Everything from the line containing "the man's chin?" through the final line of the records must be transcribed verbatim; nothing else belongs in the result.

——————

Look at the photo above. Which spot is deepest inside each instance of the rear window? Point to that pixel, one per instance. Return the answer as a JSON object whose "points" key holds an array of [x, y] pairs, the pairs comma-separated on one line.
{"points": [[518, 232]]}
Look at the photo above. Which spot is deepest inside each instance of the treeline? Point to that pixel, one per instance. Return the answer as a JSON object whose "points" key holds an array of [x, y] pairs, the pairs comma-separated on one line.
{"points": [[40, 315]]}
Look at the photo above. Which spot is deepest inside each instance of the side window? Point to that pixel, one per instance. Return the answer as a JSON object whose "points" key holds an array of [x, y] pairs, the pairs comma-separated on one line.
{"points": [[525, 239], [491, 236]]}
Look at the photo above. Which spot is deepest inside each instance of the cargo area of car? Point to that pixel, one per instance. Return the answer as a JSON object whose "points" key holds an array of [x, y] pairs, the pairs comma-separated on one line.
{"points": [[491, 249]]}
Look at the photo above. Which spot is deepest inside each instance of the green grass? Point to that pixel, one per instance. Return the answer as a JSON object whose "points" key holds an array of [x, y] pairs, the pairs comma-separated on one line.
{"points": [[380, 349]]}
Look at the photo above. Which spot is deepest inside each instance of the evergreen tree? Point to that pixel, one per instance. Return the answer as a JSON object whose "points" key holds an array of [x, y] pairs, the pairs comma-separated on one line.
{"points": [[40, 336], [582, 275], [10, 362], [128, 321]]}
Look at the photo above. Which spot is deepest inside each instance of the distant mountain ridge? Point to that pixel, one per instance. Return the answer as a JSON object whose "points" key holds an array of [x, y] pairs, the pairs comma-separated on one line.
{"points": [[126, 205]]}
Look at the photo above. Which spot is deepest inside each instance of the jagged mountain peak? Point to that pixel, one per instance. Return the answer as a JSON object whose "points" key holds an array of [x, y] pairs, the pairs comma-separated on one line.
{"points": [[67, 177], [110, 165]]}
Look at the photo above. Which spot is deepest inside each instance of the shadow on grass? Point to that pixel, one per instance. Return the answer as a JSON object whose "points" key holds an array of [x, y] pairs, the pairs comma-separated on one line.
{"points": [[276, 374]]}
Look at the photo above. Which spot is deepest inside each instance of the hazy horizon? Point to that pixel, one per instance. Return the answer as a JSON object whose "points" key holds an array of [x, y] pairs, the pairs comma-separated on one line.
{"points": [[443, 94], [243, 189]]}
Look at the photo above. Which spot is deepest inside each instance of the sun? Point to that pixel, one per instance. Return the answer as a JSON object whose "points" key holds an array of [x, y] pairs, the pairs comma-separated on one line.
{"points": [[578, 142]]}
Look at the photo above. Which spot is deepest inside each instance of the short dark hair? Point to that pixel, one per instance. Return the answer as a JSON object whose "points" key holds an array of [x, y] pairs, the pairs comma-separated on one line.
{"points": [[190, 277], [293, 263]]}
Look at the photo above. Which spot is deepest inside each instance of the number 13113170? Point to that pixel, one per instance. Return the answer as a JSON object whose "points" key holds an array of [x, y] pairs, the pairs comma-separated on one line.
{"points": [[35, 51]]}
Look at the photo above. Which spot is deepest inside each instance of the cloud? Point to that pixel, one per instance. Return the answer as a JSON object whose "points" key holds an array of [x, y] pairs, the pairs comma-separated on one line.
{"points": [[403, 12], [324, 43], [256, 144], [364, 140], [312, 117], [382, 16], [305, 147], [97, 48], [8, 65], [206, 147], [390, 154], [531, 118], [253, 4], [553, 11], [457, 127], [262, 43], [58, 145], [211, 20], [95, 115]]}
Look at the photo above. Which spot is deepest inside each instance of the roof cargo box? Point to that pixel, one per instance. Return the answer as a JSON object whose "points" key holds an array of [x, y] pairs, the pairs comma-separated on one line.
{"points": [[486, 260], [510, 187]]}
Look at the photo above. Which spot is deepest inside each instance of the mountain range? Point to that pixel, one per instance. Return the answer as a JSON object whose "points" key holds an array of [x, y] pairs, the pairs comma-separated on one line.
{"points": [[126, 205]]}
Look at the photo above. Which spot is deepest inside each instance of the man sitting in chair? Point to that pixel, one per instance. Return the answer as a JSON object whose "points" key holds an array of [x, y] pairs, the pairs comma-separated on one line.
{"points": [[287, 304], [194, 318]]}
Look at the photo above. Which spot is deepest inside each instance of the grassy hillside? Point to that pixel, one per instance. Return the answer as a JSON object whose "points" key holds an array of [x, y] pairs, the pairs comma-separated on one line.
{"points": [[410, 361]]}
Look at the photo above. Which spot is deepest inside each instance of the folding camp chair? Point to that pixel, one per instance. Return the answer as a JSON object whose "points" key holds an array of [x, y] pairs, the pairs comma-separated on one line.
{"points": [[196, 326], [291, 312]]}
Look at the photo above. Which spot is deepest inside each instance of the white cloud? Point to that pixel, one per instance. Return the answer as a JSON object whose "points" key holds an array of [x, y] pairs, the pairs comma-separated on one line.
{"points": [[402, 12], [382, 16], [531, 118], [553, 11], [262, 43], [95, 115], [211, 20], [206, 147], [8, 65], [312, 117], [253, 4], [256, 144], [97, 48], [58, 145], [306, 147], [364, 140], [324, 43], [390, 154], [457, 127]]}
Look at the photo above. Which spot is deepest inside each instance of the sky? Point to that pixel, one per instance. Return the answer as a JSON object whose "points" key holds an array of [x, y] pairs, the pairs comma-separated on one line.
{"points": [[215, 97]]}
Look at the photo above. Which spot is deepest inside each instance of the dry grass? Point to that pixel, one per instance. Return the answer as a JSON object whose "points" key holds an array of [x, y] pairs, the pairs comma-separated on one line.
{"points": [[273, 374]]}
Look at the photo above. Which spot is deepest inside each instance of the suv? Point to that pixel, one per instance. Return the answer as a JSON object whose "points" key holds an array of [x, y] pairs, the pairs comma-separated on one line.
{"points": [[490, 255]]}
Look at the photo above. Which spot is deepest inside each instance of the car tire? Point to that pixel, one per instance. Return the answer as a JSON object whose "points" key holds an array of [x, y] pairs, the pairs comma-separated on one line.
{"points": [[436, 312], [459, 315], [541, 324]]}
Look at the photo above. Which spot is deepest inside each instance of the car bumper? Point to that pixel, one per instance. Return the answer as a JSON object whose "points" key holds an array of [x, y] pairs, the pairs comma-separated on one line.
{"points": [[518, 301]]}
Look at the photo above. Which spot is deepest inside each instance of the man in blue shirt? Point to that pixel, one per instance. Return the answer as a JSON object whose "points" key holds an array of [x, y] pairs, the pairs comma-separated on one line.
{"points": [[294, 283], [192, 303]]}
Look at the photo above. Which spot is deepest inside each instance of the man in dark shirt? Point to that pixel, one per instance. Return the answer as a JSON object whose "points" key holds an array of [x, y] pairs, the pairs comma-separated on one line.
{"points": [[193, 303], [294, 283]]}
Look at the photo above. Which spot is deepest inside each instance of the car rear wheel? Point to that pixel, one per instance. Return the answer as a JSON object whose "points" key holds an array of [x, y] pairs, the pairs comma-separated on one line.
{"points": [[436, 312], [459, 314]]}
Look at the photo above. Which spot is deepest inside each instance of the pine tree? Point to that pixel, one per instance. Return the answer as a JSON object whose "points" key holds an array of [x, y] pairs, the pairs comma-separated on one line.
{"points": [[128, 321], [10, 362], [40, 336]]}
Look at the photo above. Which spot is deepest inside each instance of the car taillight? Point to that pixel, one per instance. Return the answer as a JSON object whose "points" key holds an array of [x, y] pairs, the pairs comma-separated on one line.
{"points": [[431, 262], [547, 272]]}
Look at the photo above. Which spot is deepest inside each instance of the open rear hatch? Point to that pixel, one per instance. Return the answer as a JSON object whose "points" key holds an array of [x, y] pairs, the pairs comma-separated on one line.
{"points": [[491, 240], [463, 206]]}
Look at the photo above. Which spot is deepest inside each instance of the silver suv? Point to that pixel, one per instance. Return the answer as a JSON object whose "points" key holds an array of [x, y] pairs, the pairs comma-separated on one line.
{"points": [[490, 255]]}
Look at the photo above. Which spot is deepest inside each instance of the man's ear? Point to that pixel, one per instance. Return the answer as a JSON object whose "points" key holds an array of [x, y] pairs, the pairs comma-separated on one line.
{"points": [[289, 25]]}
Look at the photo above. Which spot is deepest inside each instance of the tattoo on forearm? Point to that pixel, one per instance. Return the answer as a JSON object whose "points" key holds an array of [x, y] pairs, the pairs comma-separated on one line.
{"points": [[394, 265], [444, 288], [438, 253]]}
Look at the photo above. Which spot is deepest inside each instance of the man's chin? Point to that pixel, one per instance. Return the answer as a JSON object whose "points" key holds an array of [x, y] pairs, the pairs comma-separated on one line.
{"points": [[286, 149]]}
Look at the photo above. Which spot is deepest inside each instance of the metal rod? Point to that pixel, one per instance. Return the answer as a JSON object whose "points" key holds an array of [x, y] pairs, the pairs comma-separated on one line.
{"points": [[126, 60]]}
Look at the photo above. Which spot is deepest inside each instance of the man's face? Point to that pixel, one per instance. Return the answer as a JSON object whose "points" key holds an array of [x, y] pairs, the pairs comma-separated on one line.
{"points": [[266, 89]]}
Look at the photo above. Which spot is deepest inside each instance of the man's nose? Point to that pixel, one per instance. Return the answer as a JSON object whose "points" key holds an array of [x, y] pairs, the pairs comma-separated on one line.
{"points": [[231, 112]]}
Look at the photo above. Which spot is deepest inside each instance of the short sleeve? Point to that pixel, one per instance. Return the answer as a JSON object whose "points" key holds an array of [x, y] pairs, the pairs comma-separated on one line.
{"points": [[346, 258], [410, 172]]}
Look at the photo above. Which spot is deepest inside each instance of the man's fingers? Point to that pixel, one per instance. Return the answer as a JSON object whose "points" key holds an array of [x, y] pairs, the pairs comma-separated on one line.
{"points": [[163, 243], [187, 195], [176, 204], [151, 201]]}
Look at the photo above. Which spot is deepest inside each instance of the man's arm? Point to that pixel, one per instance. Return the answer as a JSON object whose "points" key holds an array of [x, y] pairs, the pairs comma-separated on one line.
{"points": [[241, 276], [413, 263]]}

——————

[Result of the task]
Look at the photo above. Which spot is deepest inside each instance of the man's chin? Point to that pixel, one per instance. Return the answer as a JSON object whose "points" key holds an array of [x, y] pairs, the pairs comma-separated on one line.
{"points": [[286, 149]]}
Look at the photo above. Which spot is deepest inside each instance of the metal rod? Point to that pixel, one per instance. Return the answer as a JSON object whose "points" key holds an array of [x, y] pairs, the pairs comma-separated on one line.
{"points": [[126, 60]]}
Look at the photo above. Which spot is deepest inside each instance of the man's face? Point to that pixel, one per instance. Return the answer as a JSON object whose "points" key holds an array of [x, y] pairs, the pairs comma-separated on one line.
{"points": [[266, 89]]}
Look at the photo above. Which spot is deepest inside each instance of the man's nose? Point to that pixel, one per instance. Return the answer as a JSON object whose "points" key holds an array of [x, y] pairs, the pairs comma-separated on one line.
{"points": [[231, 112]]}
Look at the photo above. Which spot is deepest inside each instance of the short sleeve? Point to that pixel, one per instance. Return the answer as a JSON object whose "points" key holds an array of [x, y] pairs, the pairs comma-separated on one line.
{"points": [[346, 258], [410, 172]]}
Look at the photo above. Which spot is deepest inside each instance of the man's fingers? Point to that pixel, one per instance. Return the answer as a JSON object whose "points" key holds an array of [x, y] pairs, the pairs comma-separated on one line.
{"points": [[163, 243], [187, 195], [176, 204], [151, 201]]}
Look at the photo above. Which spot is deepest inside each instance of the man's arm? Point to that pixel, one per instance. Return the answer as a JSON object whose "points" key holds an array of [x, y] pairs, the pairs comma-separated on one line.
{"points": [[241, 276], [413, 263]]}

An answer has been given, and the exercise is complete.